Exercise instructions.
Lay out the lines below as a JSON list of strings, one string per line, with blank lines left out. Leave the pictures out of the answer.

╭─ Material for this exercise

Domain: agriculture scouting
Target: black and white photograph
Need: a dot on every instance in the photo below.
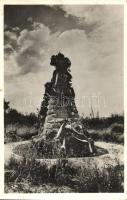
(63, 98)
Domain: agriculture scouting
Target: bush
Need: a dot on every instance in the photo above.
(117, 128)
(90, 179)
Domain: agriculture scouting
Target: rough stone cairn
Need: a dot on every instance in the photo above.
(59, 98)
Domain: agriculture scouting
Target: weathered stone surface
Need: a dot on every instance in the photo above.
(59, 102)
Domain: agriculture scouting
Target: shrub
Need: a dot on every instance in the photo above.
(117, 128)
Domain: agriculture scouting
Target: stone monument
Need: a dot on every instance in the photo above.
(59, 99)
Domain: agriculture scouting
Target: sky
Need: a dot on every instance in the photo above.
(91, 36)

╰─

Right answer.
[
  "Domain: agriculture scouting",
  "Target: black and white photograph",
  "Need: a dot on every instance in the photo below.",
  "(63, 98)",
  "Domain: agriculture scouting",
  "Target: bush",
  "Need: a dot on every instance in the photo above.",
  "(117, 128)",
  "(90, 179)",
  "Domain: agriculture scouting",
  "Target: rough stone cairn",
  "Need: a dot on every instance in the photo above.",
  "(59, 98)",
  "Domain: agriculture scouting",
  "Target: weathered stone surface",
  "Need: a dot on every instance in the photo above.",
  "(59, 102)",
  "Domain: agriculture scouting",
  "Target: shrub",
  "Need: a dot on every instance in the photo above.",
  "(117, 128)",
  "Domain: agriculture scouting",
  "Target: stone monument",
  "Need: a dot on every instance in the photo above.",
  "(59, 99)",
  "Domain: agriculture scouting",
  "Target: sky",
  "Need: a dot on every instance in the photo above.",
  "(91, 36)"
]